Yet why is it that illustrators very rarely get the lucrative conceptual work designers get? Exhibition design, information design, environmental design, social design, campaign design, academic design; I have practiced and studied all of these components of design, but on every project, I end up with illustration and clean type.
The drawings differ. I do not have a consistent style, and I work in motion and Web as well. I laugh at this semi-existential crisis within my field, but it does concern me, because I know that the success of an illustrator weighs heavily on his or her notoriety for a certain style.
So I ask, Can illustrators be known for a more conceptual and process-based practice, or should they rely on maintaining a certain aesthetic?
This sounds like a rather trite problem for a student, because I do know that illustration and design can be quite often one and the same. But what about those illustrators who want to be considered illustrators? This is my problem, which relates to my intended thesis this spring.
I want my thesis to deal with the new
illustrator. The illustrators of today should no longer have to be subject to trends that cause their jobs to become rather short-lived. Instead, I would like to see illustrators become more known not only for their process, but also their content value. When I say content value I am referring to what we choose to draw, not how we draw.
Great illustrators, to me, are supreme designers, for they cherish clarity of image but they also handle that clarity in an infinite number of illustrative ways for various clients and formats. Their work goes beyond good drawing; it is just damn good thinking.
Yet for some of these illustrators, their work lives in the world of typical illustration (i.e., music, books, editorials, and advertising). Rarely do you see a great illustrator on the front of a huge social campaign, a conceptual exhibit, academic/research work, environmental design, or info-graphics.
And I know the theories for this. I cherish type as much as I do illustration and I respect simplicity and reductive logic within my drawings, but I feel like what is truly missing in the theories of modernism and functional design is FUN! Fun can be the single component to make everything work. And it can be a highly employable trait, much like a good illustrator who is known for watercolors. Paul Rand knew this, which is why people acknowledged him for his thinking, but overlooked his simple, brilliant drawing style.
So I ask again, Can illustrators be known for a more conceptual and process-based practice, or should they rely on maintaining a certain aesthetic
If you read this, thank you so much for your time. Any advice or words you can contribute would be greatly appreciated.

*Stated task*. From the essay on illustrators and conceptual work, list every kind of design the writer says they have practiced and studied.

(Excerpts from a detection dataset)
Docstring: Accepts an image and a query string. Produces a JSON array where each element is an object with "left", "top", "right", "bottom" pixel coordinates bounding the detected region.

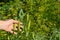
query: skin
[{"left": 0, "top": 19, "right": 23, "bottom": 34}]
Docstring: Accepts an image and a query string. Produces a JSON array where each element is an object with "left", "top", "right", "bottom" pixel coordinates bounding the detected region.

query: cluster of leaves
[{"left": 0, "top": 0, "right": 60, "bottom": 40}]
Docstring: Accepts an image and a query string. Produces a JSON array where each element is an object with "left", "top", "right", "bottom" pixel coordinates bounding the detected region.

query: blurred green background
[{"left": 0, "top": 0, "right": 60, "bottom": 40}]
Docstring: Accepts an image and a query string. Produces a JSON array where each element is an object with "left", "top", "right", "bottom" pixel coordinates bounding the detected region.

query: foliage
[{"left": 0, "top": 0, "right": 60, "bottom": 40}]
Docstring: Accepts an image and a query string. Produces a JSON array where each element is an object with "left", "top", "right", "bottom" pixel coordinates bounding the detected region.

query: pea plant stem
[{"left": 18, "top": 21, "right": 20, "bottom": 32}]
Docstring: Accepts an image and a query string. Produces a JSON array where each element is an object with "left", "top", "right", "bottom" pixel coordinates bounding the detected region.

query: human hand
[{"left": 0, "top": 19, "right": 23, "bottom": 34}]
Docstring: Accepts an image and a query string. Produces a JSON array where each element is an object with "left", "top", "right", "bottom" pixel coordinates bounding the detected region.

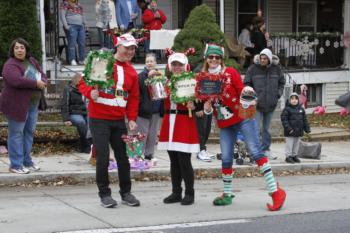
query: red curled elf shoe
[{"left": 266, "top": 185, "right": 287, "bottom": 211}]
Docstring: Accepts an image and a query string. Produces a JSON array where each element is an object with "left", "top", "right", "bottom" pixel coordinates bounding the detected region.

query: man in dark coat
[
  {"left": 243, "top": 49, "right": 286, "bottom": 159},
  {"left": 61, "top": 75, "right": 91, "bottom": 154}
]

*Written reply*. Exhibition design, information design, environmental design, social design, campaign design, academic design